» Aim of the task
Please extract every line in the entries below that contains the word "yellow".

» Data shown
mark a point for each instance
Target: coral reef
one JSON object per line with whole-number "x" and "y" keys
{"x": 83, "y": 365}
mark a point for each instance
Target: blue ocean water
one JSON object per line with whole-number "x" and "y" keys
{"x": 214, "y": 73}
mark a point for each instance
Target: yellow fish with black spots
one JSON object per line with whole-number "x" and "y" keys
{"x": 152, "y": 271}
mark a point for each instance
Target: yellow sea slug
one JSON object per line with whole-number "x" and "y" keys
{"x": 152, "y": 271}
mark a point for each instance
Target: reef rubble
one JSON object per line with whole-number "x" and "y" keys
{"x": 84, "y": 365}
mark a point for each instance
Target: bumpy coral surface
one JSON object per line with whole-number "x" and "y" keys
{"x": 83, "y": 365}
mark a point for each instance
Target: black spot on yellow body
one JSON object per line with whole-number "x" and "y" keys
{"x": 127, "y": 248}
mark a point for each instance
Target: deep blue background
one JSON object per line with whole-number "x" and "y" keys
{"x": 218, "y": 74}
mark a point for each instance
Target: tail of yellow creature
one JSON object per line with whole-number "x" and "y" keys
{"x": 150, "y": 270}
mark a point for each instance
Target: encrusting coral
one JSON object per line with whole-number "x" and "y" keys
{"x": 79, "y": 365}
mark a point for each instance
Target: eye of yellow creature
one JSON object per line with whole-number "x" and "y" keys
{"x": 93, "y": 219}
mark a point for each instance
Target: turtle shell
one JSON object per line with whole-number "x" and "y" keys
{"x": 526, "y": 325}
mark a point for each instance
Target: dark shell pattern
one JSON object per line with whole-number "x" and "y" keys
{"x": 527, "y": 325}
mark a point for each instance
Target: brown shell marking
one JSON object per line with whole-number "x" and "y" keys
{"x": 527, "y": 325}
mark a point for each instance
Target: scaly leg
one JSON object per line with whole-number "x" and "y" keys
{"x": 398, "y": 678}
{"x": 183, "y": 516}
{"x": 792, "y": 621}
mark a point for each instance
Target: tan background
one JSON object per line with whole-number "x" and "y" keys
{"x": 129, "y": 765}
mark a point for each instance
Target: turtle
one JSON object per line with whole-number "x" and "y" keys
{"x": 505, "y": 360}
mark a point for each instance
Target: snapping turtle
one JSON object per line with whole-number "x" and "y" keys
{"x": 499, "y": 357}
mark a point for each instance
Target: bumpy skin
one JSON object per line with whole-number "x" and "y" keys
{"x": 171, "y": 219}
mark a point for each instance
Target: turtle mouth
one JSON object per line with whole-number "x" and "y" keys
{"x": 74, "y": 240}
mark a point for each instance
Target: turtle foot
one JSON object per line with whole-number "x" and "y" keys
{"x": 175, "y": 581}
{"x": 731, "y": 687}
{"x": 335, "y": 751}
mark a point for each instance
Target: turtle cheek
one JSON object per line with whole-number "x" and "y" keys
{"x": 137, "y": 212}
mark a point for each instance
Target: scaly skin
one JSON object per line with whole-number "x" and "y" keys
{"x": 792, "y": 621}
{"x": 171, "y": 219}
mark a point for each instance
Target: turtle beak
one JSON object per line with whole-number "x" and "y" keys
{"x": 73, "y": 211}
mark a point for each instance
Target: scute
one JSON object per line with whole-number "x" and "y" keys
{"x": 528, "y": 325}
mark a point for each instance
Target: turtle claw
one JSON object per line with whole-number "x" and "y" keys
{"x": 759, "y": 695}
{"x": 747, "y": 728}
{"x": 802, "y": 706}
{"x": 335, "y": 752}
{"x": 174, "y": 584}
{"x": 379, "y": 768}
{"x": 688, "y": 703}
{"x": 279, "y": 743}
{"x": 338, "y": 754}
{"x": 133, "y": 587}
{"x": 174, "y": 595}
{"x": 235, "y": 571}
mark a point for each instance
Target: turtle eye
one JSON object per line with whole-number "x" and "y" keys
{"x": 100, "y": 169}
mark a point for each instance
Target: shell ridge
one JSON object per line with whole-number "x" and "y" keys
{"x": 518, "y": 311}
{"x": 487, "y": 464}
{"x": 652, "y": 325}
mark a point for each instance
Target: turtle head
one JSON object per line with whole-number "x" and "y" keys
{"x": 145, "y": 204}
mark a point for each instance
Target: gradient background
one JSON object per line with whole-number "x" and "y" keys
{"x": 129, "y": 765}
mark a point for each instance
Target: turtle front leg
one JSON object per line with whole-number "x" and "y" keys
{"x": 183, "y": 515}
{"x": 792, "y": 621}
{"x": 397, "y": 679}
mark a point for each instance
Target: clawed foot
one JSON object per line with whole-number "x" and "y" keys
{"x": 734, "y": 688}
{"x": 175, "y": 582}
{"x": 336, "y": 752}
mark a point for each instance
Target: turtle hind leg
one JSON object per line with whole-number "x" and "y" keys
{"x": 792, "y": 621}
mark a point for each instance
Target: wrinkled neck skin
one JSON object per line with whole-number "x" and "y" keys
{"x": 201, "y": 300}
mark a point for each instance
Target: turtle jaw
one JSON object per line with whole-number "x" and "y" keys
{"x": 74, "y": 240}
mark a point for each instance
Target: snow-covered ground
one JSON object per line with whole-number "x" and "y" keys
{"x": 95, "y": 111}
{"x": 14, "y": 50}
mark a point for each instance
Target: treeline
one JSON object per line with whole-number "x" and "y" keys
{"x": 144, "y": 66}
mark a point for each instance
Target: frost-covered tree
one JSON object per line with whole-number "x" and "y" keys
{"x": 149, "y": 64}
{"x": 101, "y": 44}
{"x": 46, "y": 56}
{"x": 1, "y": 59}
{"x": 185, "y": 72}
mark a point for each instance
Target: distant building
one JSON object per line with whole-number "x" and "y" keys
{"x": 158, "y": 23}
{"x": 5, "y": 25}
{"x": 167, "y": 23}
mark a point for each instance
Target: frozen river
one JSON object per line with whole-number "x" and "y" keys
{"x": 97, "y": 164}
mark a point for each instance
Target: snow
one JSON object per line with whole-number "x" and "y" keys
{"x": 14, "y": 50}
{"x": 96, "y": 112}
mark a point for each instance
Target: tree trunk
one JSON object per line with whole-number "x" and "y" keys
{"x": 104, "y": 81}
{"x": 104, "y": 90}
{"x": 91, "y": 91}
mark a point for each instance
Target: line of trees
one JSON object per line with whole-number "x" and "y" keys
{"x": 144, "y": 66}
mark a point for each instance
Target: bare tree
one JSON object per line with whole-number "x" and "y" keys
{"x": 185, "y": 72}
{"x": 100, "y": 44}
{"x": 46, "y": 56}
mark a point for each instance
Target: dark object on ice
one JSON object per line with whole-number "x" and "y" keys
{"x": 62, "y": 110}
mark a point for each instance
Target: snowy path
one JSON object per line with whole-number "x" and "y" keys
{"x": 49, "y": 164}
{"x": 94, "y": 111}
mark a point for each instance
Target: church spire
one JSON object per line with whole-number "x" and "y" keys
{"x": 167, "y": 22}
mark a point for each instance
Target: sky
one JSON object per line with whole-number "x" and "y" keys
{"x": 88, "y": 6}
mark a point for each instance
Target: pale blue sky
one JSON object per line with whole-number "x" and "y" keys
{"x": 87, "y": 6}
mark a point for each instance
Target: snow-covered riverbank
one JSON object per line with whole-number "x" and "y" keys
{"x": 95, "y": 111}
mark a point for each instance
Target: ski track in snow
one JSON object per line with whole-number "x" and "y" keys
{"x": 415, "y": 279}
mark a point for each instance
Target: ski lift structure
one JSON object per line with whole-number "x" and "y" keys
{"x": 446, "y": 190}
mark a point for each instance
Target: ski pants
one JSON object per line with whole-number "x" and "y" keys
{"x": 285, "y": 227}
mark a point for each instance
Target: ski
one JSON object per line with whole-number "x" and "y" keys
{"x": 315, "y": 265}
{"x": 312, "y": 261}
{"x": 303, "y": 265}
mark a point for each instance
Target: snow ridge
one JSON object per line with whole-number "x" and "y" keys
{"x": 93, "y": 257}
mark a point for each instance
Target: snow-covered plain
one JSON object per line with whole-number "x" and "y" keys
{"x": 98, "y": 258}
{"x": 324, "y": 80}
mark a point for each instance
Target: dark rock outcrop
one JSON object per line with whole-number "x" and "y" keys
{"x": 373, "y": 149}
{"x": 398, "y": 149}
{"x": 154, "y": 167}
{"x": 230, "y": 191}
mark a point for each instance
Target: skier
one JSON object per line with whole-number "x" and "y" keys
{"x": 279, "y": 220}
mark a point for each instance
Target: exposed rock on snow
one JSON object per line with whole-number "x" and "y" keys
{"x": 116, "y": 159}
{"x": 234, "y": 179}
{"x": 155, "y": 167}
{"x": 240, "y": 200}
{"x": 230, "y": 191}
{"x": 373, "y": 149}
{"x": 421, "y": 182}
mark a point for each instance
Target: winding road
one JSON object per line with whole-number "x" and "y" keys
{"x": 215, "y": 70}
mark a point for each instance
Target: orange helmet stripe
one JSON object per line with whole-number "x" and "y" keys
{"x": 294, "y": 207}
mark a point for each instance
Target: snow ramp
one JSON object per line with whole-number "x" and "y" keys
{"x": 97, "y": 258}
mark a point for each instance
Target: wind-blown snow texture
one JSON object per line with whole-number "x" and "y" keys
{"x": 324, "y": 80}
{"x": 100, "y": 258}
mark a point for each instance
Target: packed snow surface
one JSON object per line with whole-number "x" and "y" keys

» Solved exercise
Target: yellow fish with black spots
Target: yellow sea slug
Target: black spot on yellow body
Target: tail of yellow creature
Target: eye of yellow creature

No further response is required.